[Spatial localization data]
══════════════════════════════
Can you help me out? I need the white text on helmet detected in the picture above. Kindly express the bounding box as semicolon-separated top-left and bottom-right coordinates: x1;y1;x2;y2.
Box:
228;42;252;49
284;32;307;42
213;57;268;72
══════════════════════════════
All of the data must be set down again exactly.

*Result of this task*
Can you help me out? I need the white text on helmet detected in the picture above. Kindly express the bounding box as semicolon-separated top-left and bottom-right coordinates: x1;y1;x2;y2.
Box:
228;42;252;49
284;32;307;42
213;57;268;72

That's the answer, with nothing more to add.